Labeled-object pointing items
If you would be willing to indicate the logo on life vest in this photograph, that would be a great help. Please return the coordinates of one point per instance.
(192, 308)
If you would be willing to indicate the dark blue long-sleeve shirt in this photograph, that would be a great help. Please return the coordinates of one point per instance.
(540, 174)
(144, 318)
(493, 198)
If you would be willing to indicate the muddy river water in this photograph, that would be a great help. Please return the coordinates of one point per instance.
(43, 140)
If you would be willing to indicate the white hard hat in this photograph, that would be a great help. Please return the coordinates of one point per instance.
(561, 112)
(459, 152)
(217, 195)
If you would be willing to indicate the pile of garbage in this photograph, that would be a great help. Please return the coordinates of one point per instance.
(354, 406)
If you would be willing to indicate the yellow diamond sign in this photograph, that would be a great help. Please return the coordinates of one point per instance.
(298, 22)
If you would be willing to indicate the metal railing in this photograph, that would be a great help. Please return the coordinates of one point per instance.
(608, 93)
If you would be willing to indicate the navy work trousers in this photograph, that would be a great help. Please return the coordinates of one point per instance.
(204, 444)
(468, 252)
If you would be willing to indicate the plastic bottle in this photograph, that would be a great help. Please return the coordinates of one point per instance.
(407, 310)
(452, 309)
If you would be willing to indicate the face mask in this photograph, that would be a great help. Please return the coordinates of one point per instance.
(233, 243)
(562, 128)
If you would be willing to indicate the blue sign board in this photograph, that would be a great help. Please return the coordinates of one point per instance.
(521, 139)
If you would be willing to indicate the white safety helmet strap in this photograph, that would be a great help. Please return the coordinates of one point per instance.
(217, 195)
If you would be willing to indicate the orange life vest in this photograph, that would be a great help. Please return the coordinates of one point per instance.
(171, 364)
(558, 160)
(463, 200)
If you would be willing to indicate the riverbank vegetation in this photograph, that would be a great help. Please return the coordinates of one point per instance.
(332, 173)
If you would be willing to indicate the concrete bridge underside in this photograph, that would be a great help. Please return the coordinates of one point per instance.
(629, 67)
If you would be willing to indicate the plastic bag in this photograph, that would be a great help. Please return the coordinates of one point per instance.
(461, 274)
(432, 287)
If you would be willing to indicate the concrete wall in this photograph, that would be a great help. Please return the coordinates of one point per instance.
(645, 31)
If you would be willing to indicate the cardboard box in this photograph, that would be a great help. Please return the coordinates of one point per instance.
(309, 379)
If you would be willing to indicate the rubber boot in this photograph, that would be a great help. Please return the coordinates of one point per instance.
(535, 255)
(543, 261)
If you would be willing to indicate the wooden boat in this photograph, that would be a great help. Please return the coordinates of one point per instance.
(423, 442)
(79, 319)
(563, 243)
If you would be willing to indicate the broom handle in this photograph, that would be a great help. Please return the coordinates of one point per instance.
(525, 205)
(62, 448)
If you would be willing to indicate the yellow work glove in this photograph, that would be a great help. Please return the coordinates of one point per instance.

=== Your objective ===
Copy every item above word for word, keeping each line unchanged and in its original order.

=== Task result ===
If you would be willing to indicate the logo on life vest in this photograph, that would be a great help. Please return the coordinates of one point per instance.
(192, 308)
If you would be willing to indicate the dark blue long-sleeve shirt in this photograph, that would be a great help. Please return the coordinates of one point per instance.
(540, 174)
(144, 318)
(493, 198)
If you would be willing to indicate the muddy river water in this photograph, that would be a great help. Please return the coordinates of one point per instance.
(43, 140)
If you would be willing to indicate the white hard hat in this photograph, that would be a great help. Please return the coordinates of one point per instance.
(561, 112)
(459, 152)
(217, 195)
If you would be willing to indicate the pile of garbage in this photograph, that would be a great help. Please return the coordinates of one point per instance.
(354, 406)
If you would be willing to indicate the yellow diamond sign in this photograph, that would be a great help. Please return the coordinates of one point per instance.
(298, 22)
If you would be willing to indicate the metal railing in this photograph, that would be a great help. Please return the coordinates of one point per instance.
(608, 93)
If you would be willing to indicate the navy work trousers in this photograph, that would be a great help. Please return the coordinates of one point per instance.
(204, 444)
(468, 252)
If you would be willing to indicate the plastic bottle in this photograph, that would be a great help. Please return the coordinates of one point per instance.
(407, 310)
(452, 309)
If you would be willing to indicate the face mask in this photograph, that would be a great help. Please return the coordinates of one point per instance.
(233, 243)
(562, 128)
If you would be willing to indicate the blue sign board in this photograph, that would be a great help. Please return the coordinates of one point per instance.
(521, 139)
If you would be willing to indicate the white safety helmet strap in this photograph, that would be a great help. Please return the coordinates of one point per instance.
(217, 195)
If you would be willing to indicate the orange life vest in this photograph, that would be a great help. Please return the coordinates of one point per instance.
(171, 364)
(558, 160)
(463, 200)
If you would be willing to indicate the riverbank vegetation in this photograph, that would be a great help. Please return the coordinates of one point per instance.
(332, 173)
If you would be willing to indicate the concrete bridge underside in this photograph, that would be a great help. Please return the coordinates of one point per instance.
(629, 67)
If you would be willing to indicate the plastic bag in this photograph, that would be a great help. Please return the coordinates of one point per instance.
(461, 274)
(432, 287)
If you would be willing to indicate the concrete wall in this photograph, that would be a great help. Please return the coordinates of one point per instance.
(645, 31)
If you would be willing to indicate the cardboard box in this photograph, that would be a great help. Please return the coordinates of one point per instance.
(309, 379)
If you would be willing to indicate the rubber boot in this photograph, that would be a great help. Please return the coordinates of one point per instance.
(535, 255)
(543, 261)
If you would be willing to indicate the wooden boat in this photograph, that would be a great help. Please return the coordinates of one point per instance.
(423, 442)
(79, 319)
(563, 243)
If you would be willing to indicate the broom handle in this photograph, that would be a great help. Please return the coordinates of one point per instance.
(525, 205)
(62, 448)
If you would be willing to indicate the yellow work glove in this photograph, that would be a great help. Please return the coordinates of one point per instance.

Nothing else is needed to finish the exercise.